> [EXERCISE DESCRIPTION]: Every line holding the string "hillside" is to be copied from the entries below.

> [DATA EXCERPTS]:
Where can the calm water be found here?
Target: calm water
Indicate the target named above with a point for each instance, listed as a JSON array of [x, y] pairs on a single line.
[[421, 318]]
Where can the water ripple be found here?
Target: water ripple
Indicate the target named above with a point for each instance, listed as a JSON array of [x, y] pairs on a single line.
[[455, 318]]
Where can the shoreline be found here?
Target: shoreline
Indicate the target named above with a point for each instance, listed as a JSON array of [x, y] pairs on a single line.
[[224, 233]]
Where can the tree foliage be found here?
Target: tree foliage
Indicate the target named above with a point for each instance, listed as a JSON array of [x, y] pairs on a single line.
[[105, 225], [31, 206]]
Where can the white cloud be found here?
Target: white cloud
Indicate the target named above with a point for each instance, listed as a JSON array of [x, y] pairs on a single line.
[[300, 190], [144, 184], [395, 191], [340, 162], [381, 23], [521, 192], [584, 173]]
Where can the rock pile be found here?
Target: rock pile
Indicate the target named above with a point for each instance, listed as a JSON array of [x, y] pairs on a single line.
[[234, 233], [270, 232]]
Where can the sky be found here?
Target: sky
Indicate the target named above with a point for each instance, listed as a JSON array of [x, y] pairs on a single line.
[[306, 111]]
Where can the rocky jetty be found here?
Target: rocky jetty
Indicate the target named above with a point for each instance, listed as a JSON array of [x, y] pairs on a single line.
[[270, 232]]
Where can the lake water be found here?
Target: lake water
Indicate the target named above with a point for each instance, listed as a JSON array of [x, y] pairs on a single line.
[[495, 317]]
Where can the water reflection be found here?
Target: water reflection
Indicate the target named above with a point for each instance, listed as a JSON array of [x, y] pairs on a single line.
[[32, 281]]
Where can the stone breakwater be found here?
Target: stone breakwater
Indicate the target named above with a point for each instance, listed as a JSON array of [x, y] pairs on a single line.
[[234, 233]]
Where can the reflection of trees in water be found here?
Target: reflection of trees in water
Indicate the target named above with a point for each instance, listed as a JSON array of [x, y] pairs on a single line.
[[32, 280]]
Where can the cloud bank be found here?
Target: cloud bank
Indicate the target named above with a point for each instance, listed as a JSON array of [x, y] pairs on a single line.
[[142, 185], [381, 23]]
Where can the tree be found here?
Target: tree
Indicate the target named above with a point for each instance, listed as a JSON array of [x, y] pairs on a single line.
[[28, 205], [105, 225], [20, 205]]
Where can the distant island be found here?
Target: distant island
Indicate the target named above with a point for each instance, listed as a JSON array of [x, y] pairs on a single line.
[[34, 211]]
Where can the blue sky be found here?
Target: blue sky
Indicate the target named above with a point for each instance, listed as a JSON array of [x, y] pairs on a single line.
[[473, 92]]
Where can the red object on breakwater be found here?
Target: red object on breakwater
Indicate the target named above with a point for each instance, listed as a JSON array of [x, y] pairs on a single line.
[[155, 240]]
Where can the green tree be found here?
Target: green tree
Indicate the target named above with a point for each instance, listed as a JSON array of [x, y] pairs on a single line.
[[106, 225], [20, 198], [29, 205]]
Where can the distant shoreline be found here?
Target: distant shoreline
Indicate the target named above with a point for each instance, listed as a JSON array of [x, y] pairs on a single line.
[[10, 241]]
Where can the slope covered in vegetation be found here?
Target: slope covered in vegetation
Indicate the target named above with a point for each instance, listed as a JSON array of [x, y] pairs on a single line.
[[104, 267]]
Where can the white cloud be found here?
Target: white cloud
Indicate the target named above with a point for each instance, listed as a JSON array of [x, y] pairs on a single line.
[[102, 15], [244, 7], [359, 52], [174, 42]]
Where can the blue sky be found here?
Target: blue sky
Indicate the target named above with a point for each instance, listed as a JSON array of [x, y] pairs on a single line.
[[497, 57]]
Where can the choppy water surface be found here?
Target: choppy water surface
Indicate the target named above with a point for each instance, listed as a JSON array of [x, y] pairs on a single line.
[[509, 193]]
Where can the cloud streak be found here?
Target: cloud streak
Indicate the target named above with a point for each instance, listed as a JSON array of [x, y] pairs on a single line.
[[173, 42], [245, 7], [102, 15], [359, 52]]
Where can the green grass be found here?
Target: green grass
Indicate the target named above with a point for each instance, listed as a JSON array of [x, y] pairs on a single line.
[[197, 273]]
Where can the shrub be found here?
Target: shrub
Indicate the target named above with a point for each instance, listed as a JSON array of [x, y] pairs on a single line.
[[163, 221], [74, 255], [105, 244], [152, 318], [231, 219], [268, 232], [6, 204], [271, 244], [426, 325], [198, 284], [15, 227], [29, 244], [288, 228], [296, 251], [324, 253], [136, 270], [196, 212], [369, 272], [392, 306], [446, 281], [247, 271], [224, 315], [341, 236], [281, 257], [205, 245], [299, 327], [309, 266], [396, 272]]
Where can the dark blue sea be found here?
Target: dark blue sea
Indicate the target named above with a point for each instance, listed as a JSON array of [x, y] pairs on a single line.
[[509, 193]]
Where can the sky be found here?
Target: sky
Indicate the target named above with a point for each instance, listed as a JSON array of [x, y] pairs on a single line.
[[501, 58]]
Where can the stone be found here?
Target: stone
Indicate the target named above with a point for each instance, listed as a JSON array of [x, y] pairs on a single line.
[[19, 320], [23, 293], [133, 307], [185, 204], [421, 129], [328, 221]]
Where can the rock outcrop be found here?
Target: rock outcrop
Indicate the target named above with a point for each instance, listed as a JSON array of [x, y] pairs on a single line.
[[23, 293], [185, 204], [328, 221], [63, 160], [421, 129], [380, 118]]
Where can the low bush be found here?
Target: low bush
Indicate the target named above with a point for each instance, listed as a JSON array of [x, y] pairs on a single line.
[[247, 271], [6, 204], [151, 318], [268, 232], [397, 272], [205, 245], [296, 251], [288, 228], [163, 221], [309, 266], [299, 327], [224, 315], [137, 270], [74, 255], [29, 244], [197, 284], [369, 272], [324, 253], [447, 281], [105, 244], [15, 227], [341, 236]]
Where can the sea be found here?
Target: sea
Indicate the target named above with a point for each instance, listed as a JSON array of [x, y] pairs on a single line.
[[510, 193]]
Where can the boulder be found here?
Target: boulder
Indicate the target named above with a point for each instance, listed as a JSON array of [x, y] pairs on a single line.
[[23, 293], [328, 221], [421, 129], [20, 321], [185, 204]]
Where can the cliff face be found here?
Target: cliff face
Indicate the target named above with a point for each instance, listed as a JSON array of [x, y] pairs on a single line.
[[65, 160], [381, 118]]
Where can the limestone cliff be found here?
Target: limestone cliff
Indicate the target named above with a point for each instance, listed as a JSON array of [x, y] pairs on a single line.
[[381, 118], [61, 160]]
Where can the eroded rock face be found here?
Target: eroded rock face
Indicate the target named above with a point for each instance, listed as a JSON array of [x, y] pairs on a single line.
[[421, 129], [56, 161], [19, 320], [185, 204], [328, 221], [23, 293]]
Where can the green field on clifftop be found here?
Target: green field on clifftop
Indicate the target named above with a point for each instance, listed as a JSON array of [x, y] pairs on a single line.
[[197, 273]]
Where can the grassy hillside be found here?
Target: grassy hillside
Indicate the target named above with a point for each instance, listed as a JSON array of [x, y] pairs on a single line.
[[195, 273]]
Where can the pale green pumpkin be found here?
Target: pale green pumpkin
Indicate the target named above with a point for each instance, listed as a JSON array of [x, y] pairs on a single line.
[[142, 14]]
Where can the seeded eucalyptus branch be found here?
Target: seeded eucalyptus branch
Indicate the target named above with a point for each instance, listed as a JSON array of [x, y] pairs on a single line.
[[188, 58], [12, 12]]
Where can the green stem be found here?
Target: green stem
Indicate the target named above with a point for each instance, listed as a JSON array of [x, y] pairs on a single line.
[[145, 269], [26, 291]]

> [SOLUTION TO THE EXERCISE]:
Where can the grassy hillside be found here?
Target: grassy hillside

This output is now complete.